▶ Objective:
Which rows below contain the string "glass"? Collect each one in full.

▶ Data rows:
◇ ◇ ◇ ◇ ◇

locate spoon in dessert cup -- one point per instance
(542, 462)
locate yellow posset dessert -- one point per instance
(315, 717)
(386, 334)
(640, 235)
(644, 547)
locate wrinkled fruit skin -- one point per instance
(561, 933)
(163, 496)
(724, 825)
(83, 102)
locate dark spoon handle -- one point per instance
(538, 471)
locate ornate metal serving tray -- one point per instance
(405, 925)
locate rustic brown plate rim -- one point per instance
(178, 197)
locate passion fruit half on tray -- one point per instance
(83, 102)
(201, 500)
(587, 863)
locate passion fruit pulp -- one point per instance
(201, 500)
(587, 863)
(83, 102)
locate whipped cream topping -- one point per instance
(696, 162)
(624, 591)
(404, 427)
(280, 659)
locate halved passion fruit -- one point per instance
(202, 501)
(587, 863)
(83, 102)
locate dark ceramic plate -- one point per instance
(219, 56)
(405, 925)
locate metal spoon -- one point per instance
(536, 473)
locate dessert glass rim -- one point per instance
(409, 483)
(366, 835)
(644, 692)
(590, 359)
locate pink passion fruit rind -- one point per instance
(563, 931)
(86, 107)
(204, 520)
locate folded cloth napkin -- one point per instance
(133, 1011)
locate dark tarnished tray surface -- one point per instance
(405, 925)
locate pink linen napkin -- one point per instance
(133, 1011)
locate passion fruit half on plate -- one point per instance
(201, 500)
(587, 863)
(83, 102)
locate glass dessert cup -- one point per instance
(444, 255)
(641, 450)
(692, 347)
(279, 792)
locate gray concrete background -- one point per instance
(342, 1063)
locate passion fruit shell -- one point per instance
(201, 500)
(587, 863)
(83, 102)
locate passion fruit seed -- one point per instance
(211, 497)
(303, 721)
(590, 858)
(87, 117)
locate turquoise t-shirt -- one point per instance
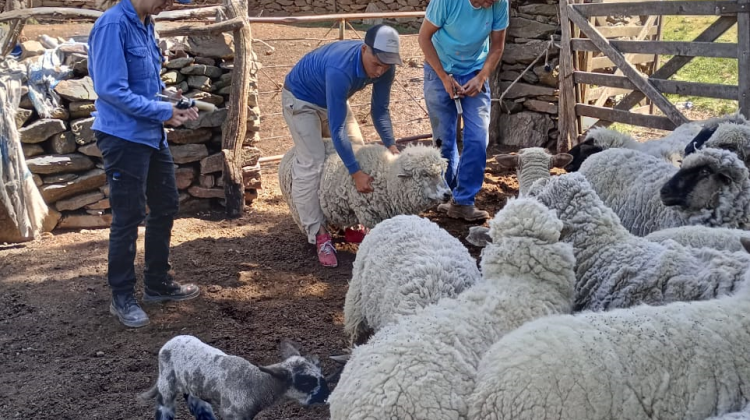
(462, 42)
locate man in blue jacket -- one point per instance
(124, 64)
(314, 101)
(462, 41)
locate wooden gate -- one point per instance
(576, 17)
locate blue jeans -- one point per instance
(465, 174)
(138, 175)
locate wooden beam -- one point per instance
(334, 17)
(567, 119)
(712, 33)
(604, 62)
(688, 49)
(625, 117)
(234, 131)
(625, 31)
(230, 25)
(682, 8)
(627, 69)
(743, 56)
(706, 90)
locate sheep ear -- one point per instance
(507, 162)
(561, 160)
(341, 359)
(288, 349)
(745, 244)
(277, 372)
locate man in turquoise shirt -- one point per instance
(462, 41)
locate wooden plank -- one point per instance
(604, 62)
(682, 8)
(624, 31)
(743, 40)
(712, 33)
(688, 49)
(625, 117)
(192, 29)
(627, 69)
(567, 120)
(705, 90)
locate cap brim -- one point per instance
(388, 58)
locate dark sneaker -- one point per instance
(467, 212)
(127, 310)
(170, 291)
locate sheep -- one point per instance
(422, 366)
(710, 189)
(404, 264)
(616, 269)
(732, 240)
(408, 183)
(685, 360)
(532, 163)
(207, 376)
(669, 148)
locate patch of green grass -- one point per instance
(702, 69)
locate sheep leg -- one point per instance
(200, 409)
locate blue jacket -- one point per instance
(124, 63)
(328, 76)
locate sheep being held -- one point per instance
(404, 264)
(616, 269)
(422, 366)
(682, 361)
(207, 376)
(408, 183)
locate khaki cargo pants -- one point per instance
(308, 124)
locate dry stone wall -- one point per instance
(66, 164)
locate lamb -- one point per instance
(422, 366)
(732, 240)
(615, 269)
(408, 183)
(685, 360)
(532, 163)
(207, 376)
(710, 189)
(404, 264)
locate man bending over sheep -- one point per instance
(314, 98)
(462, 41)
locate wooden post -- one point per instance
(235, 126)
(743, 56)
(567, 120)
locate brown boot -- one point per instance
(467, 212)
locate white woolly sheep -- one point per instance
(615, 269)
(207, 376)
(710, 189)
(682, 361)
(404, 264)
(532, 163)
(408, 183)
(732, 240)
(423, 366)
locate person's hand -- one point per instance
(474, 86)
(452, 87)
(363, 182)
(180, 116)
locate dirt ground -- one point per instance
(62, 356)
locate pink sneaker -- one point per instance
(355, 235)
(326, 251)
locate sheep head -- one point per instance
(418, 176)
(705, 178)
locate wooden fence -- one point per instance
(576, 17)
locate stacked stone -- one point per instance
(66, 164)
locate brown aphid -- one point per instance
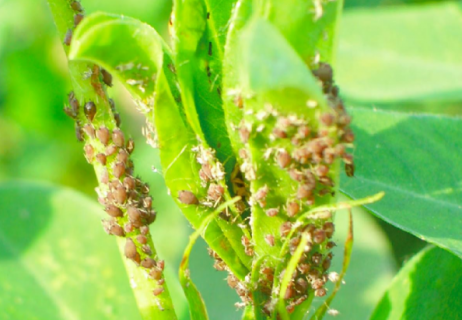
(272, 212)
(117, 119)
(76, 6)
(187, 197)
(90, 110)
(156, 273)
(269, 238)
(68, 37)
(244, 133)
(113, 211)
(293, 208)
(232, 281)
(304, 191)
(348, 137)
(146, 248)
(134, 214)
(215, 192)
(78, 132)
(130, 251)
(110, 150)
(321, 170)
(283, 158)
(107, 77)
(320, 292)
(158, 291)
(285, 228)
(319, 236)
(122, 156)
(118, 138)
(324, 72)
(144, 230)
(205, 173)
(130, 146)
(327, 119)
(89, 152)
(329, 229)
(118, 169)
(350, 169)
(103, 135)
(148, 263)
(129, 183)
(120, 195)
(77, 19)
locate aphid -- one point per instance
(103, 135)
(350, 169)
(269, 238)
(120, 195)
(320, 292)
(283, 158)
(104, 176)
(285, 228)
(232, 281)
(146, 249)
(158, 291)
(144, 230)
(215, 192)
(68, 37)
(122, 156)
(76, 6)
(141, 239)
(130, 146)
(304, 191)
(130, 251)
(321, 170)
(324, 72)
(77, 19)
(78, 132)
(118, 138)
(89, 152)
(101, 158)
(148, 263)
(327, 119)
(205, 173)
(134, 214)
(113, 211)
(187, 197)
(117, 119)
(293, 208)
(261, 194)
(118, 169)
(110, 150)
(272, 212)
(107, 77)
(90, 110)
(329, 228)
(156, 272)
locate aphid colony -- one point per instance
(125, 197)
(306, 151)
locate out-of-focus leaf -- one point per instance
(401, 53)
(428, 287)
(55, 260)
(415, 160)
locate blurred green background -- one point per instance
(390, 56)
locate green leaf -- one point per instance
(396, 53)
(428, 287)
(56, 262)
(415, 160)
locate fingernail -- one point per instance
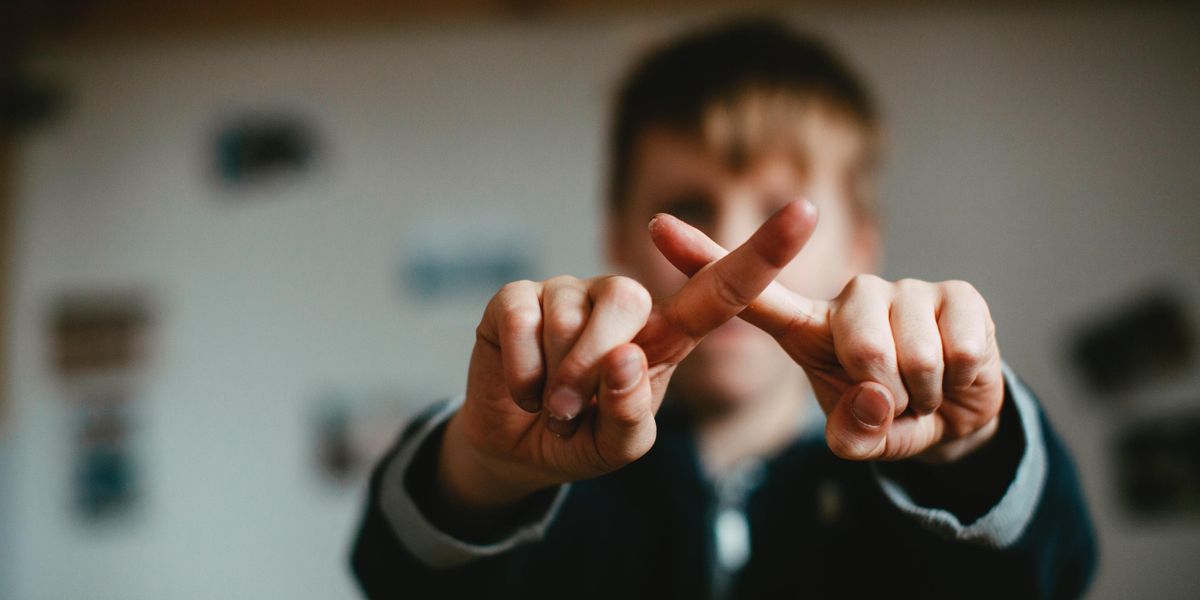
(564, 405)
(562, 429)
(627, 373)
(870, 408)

◇ ◇ ◇ ◇ ◇

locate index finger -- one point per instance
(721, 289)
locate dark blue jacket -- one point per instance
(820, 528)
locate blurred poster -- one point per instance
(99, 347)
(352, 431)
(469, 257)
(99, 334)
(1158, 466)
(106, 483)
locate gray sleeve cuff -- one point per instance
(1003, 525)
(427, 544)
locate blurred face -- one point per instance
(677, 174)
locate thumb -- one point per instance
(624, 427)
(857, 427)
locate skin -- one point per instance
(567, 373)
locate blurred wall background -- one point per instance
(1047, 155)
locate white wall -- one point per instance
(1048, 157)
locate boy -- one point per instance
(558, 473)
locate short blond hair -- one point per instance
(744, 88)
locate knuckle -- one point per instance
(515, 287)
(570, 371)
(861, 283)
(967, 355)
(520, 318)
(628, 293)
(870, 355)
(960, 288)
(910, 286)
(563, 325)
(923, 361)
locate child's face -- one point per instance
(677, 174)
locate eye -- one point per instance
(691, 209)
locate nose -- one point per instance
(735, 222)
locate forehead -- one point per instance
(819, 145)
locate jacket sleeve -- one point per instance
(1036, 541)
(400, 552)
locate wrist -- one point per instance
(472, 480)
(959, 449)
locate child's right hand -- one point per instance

◇ ◇ ◇ ◇ ◇

▶ Output of the exercise:
locate dessert glass rim -- one point per instance
locate glass dessert cup -- one point per instance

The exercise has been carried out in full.